■ **REQUEST**: Count the lines that contain the string "bouquet", where a match must have the same letter case. Give only the number.

■ **DATA**:
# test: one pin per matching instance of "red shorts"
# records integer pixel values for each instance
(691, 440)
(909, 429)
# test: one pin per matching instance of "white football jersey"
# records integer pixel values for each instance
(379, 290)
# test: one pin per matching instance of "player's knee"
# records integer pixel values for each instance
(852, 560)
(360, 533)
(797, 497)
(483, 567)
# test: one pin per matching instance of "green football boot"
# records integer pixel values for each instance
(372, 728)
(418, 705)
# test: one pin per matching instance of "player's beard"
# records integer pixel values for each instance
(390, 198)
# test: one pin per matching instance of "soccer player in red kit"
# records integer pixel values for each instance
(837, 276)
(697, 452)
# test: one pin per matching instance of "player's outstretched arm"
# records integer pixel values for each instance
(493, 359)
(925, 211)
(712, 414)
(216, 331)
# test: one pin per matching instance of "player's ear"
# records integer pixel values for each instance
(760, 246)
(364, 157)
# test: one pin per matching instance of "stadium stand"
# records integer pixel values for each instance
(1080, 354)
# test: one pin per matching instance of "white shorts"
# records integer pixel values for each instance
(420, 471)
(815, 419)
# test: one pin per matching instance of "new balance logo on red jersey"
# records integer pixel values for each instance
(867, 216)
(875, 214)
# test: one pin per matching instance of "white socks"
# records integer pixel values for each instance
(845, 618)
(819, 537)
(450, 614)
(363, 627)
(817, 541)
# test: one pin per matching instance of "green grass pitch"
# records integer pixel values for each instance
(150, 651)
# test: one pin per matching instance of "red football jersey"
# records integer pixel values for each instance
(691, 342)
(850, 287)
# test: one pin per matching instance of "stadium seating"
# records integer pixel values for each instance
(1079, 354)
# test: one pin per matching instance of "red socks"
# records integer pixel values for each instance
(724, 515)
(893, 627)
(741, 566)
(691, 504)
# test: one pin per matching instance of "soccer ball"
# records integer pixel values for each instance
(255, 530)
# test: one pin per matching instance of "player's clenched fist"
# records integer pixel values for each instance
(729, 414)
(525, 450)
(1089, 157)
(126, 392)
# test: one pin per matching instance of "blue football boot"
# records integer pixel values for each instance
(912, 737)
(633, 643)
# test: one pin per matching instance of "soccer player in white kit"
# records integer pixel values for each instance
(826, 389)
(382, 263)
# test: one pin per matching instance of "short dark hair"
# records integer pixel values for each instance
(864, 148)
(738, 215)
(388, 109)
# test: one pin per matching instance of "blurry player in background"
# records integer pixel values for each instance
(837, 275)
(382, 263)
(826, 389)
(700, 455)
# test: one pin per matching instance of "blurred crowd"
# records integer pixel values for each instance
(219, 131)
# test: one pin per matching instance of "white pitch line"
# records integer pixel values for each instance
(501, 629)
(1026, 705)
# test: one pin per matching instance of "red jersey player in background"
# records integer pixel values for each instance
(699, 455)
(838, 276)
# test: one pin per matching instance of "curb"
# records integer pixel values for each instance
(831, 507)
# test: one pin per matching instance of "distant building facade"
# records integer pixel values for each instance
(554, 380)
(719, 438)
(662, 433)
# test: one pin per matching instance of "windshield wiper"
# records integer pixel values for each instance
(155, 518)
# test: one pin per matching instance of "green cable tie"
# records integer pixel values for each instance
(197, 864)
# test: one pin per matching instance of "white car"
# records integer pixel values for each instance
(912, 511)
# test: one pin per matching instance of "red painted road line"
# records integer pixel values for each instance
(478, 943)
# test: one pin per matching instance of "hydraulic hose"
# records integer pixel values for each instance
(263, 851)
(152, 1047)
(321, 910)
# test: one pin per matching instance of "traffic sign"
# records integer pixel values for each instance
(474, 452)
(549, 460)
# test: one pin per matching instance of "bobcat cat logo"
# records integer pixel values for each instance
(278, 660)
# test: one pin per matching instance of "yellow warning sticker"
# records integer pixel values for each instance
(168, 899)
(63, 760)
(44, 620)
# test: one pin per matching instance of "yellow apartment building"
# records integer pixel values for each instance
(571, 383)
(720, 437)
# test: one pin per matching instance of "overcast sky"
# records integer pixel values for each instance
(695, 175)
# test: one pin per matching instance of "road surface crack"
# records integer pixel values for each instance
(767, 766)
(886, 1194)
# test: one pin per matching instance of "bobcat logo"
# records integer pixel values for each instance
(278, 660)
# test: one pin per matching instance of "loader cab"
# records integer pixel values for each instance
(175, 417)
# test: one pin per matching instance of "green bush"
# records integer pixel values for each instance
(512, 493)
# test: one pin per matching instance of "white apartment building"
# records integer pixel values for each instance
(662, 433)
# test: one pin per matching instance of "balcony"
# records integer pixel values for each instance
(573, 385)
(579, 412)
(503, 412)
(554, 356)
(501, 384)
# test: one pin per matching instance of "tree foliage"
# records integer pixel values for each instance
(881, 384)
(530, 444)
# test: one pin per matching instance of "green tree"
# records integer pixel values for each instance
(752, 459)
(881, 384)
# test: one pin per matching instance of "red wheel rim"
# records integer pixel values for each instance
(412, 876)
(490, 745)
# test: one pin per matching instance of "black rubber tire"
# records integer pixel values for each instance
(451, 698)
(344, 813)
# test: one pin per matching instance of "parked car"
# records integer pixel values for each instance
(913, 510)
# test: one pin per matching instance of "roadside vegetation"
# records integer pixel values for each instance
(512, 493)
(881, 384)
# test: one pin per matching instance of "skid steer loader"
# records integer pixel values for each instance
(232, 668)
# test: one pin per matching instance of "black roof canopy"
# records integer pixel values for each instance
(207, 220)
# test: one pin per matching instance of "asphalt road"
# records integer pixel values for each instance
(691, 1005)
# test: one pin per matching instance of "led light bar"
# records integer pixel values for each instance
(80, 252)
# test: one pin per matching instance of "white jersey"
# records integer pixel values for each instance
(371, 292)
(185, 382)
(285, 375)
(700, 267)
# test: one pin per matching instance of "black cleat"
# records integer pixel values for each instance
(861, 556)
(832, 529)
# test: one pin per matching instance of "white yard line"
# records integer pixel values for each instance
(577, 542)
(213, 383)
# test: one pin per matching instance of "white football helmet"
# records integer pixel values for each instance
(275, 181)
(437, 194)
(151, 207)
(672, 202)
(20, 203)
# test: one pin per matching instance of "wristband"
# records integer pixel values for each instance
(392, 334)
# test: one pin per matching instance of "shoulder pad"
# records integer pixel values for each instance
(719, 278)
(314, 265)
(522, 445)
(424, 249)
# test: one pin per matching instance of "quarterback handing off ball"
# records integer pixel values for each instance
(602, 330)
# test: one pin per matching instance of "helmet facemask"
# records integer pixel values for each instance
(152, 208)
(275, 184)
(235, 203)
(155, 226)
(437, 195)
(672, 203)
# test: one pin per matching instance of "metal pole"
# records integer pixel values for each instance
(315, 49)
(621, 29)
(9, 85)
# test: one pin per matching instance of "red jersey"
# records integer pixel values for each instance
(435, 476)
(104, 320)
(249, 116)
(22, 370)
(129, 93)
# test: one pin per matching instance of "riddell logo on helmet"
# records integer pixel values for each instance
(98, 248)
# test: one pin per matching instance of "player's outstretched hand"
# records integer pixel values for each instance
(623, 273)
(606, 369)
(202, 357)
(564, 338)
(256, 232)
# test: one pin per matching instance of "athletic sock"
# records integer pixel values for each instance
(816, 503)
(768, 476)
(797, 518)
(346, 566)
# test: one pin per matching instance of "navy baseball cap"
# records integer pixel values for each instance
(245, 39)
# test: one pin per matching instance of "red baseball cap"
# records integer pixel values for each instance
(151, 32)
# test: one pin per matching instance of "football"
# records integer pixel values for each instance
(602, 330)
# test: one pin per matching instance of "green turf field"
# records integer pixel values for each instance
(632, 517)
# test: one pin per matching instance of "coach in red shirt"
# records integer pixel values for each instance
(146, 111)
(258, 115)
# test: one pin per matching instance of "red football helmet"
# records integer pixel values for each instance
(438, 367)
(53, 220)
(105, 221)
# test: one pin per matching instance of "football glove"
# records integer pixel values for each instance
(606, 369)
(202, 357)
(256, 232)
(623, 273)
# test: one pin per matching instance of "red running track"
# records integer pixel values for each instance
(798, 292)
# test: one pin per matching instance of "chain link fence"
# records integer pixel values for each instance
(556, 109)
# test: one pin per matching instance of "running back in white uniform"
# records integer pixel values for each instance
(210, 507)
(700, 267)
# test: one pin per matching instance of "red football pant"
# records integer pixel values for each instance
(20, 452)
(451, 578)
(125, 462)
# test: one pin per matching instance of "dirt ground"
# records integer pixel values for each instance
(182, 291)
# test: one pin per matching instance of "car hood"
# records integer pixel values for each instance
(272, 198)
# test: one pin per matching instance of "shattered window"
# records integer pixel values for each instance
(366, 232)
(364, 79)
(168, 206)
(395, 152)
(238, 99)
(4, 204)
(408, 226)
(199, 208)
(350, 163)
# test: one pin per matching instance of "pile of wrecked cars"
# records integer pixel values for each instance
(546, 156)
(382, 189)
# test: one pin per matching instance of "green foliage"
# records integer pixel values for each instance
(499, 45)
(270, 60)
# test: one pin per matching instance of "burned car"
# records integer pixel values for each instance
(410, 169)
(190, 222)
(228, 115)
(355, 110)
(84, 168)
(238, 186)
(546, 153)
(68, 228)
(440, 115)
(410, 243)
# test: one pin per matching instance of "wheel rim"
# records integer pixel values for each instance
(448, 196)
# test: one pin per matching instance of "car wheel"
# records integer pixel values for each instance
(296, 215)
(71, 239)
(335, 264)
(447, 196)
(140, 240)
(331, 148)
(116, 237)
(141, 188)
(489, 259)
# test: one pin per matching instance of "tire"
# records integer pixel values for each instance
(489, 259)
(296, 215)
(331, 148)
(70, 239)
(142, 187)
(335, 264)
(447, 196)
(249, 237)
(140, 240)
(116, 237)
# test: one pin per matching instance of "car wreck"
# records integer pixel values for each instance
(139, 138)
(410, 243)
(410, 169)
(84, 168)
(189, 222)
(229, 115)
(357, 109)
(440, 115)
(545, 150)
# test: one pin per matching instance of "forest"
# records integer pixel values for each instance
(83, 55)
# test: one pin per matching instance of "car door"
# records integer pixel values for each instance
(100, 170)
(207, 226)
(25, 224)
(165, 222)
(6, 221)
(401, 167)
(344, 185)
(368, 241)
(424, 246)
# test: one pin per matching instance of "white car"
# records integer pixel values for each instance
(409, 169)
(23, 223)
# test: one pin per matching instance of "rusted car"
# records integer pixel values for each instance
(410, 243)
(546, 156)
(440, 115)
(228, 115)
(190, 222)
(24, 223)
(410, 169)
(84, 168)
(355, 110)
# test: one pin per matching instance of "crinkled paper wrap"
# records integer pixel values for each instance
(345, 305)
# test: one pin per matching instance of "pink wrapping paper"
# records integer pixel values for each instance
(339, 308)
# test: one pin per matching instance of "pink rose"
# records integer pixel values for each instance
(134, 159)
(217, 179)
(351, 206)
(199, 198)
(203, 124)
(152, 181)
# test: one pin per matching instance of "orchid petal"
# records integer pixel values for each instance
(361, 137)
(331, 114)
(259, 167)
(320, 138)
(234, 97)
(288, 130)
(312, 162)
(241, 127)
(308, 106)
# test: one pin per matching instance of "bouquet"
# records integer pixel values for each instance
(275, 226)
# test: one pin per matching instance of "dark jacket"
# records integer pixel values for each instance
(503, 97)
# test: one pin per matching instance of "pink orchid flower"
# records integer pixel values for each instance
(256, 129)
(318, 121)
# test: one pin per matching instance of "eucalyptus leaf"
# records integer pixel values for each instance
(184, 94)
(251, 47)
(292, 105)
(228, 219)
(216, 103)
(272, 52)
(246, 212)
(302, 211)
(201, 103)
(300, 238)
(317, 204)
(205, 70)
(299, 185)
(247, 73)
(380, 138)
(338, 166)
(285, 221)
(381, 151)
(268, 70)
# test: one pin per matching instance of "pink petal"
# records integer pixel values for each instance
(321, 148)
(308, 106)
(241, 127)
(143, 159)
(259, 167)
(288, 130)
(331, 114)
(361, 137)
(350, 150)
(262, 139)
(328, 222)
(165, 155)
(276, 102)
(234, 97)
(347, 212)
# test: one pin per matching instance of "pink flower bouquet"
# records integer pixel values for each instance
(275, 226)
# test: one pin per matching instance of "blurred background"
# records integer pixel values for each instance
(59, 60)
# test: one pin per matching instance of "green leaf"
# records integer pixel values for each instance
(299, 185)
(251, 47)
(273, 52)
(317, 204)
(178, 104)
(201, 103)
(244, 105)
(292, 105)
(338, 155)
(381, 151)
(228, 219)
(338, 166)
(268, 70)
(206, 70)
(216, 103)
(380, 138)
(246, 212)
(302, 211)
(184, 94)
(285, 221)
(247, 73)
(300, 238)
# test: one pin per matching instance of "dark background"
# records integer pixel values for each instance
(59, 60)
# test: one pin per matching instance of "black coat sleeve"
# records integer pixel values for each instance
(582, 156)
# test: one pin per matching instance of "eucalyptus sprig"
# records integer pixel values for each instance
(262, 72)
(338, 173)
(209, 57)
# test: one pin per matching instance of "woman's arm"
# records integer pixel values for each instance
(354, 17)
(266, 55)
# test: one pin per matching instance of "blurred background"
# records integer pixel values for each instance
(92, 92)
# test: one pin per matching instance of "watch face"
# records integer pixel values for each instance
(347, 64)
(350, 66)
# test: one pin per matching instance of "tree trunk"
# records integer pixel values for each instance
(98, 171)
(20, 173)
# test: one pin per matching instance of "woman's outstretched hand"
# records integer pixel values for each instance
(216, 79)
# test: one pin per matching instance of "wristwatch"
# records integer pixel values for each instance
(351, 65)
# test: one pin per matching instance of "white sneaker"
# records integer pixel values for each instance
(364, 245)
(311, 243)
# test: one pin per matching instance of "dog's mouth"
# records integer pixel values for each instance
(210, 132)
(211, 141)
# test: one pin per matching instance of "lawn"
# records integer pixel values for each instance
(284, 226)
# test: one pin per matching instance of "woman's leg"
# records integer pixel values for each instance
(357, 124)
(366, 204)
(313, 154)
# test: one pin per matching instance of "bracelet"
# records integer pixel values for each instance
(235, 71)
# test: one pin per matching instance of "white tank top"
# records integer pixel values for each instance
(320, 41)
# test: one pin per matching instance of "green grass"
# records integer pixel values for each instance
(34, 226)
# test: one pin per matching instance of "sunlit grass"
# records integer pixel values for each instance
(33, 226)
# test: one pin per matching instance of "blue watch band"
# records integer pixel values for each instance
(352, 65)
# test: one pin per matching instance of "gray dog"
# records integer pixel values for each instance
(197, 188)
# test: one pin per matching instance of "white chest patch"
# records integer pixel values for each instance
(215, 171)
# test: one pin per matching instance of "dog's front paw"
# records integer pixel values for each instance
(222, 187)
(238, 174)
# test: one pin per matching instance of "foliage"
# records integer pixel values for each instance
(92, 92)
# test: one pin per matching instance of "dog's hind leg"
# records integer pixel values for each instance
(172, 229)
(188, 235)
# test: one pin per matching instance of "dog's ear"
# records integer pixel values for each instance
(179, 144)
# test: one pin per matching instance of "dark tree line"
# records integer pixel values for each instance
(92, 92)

■ **EXERCISE ANSWER**: 2